Set problem: Copy the lines below word for word, from the very first line up to and including the line that contains "left=182, top=254, right=192, bottom=265", and omit any pictures from your answer.

— Start of Listed entries —

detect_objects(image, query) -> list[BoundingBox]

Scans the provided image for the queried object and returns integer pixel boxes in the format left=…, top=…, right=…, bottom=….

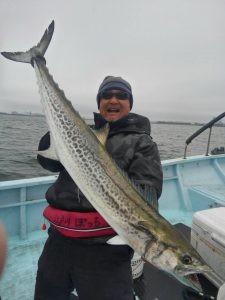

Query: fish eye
left=182, top=254, right=192, bottom=265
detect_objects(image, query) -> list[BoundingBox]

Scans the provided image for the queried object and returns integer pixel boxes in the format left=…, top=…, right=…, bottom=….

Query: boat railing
left=0, top=175, right=56, bottom=240
left=184, top=112, right=225, bottom=159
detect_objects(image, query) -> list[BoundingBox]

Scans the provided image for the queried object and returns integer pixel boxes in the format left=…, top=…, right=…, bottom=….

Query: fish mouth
left=107, top=107, right=120, bottom=113
left=184, top=273, right=202, bottom=292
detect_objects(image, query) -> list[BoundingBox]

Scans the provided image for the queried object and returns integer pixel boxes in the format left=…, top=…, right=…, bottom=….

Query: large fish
left=2, top=21, right=211, bottom=289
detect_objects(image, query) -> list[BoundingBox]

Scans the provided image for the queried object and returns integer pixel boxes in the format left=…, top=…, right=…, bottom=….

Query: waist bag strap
left=43, top=206, right=116, bottom=237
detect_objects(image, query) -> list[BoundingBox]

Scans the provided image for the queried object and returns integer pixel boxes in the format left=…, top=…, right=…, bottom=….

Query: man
left=35, top=76, right=162, bottom=300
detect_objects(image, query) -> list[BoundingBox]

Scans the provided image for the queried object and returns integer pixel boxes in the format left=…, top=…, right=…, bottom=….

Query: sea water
left=0, top=114, right=225, bottom=181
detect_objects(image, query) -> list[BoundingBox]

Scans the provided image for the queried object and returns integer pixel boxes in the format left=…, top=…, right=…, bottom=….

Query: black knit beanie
left=97, top=76, right=133, bottom=109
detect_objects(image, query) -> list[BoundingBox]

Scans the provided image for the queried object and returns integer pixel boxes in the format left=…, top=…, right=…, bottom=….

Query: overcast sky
left=0, top=0, right=225, bottom=122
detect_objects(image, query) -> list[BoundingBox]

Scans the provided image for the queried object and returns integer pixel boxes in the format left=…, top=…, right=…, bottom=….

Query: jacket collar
left=94, top=113, right=151, bottom=135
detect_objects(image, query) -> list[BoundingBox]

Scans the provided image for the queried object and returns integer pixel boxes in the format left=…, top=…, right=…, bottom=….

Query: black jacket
left=37, top=113, right=162, bottom=212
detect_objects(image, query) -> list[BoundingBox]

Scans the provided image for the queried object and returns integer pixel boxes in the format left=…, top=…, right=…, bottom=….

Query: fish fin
left=1, top=21, right=55, bottom=64
left=106, top=235, right=127, bottom=245
left=92, top=123, right=110, bottom=146
left=38, top=148, right=59, bottom=161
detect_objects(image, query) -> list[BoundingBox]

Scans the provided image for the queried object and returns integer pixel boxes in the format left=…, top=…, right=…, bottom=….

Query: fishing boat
left=0, top=113, right=225, bottom=300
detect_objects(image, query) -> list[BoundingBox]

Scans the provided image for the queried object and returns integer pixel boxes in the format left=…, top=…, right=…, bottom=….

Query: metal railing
left=184, top=112, right=225, bottom=159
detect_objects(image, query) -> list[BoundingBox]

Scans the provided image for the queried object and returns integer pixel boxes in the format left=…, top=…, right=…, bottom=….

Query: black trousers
left=34, top=230, right=133, bottom=300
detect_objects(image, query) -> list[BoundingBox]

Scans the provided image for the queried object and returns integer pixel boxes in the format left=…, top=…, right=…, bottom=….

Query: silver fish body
left=2, top=23, right=211, bottom=288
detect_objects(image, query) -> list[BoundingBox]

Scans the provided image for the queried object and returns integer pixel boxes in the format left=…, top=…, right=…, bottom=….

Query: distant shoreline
left=0, top=112, right=225, bottom=127
left=0, top=111, right=44, bottom=117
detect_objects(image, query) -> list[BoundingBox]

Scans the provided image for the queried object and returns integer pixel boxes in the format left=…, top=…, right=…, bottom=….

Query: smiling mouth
left=107, top=107, right=120, bottom=113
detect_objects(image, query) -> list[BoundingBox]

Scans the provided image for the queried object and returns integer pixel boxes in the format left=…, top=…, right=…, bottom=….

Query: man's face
left=99, top=89, right=130, bottom=122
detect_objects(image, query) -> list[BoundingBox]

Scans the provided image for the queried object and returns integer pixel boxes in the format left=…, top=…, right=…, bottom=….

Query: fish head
left=148, top=246, right=213, bottom=292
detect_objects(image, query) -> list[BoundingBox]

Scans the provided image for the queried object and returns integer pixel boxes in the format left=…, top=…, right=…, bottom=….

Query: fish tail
left=1, top=21, right=55, bottom=66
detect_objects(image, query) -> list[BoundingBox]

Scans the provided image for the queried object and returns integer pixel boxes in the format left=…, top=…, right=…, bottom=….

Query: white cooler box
left=191, top=207, right=225, bottom=287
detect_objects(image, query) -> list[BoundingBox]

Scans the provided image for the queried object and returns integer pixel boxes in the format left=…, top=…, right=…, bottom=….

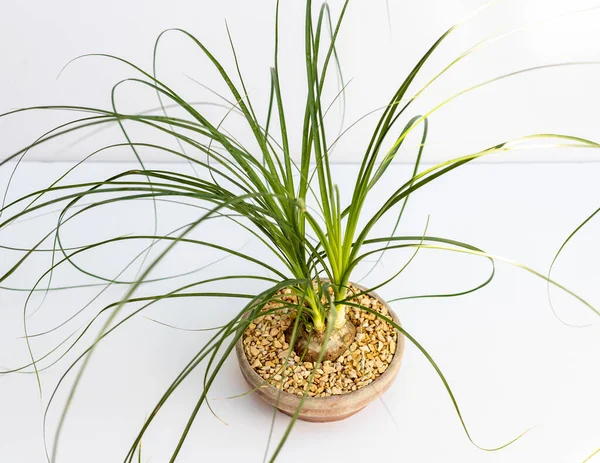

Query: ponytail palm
left=0, top=0, right=600, bottom=461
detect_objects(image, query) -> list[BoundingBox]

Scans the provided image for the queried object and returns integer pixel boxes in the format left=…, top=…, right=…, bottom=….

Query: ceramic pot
left=236, top=284, right=405, bottom=422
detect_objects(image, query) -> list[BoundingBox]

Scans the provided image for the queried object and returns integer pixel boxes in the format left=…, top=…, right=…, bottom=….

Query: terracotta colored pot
left=235, top=283, right=405, bottom=423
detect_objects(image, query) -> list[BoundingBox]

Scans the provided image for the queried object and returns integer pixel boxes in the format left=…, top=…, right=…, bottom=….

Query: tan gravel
left=243, top=288, right=398, bottom=397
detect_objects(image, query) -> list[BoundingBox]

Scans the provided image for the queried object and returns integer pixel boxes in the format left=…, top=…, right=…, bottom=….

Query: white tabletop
left=0, top=163, right=600, bottom=463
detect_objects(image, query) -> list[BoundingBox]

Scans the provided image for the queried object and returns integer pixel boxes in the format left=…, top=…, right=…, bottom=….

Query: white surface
left=0, top=163, right=600, bottom=463
left=0, top=0, right=600, bottom=162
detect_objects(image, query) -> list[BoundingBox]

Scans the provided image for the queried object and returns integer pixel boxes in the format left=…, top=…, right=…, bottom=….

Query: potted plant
left=0, top=0, right=600, bottom=461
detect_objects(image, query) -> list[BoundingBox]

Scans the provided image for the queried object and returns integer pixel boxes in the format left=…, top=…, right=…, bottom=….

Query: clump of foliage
left=0, top=0, right=600, bottom=462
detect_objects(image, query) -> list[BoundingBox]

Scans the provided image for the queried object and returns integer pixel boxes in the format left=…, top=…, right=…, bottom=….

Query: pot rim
left=235, top=278, right=405, bottom=405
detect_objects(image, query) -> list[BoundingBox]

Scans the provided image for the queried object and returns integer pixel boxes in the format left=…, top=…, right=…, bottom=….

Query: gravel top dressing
left=243, top=288, right=397, bottom=397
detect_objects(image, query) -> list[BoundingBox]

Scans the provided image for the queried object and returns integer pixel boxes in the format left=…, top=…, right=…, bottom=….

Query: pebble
left=243, top=289, right=398, bottom=397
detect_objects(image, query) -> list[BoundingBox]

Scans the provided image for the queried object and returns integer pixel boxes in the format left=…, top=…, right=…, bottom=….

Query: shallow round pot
left=235, top=283, right=404, bottom=422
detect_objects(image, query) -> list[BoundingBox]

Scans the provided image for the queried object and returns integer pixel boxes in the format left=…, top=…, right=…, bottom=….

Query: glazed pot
left=235, top=283, right=405, bottom=423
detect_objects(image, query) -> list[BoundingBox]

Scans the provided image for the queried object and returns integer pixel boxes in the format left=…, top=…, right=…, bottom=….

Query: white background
left=0, top=0, right=600, bottom=463
left=0, top=163, right=600, bottom=463
left=0, top=0, right=600, bottom=162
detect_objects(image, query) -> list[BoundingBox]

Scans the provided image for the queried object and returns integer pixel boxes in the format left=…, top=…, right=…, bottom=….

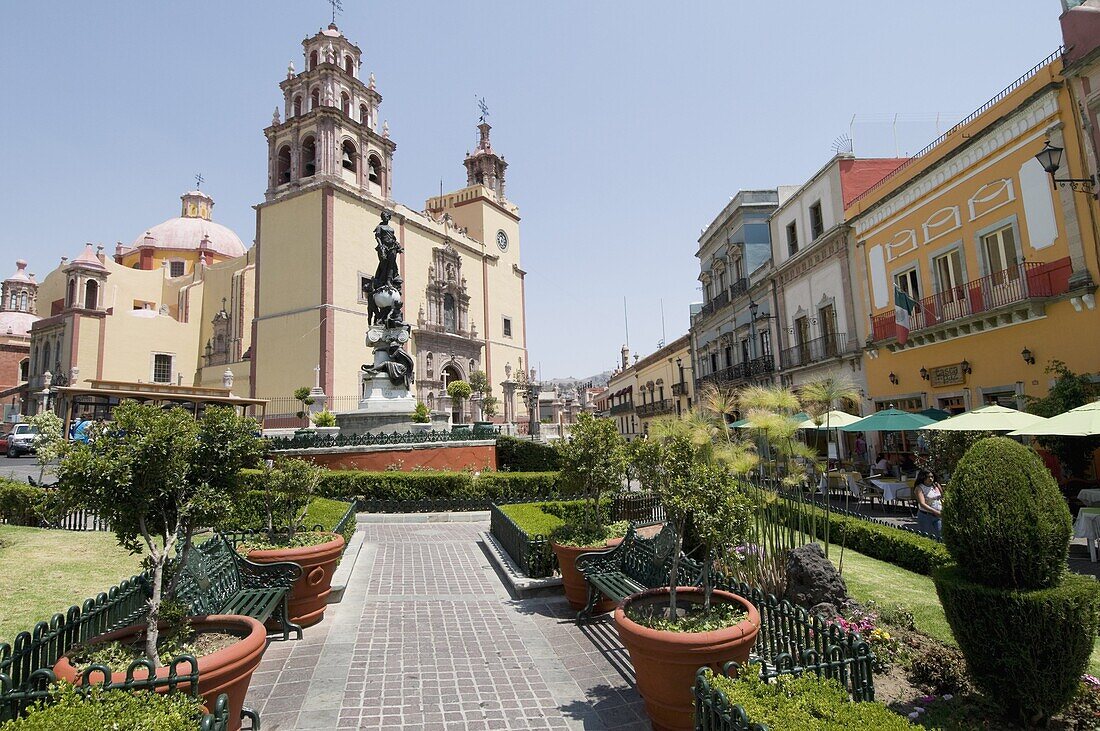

— End of Listed entries —

Exercise solution:
detect_objects(image, query) -> list[BoundingBox]

Scans the provided image for the queried object and returns integer pixel boxes in the format left=…, top=…, right=…, bottom=….


Query: fish eye
left=182, top=254, right=192, bottom=265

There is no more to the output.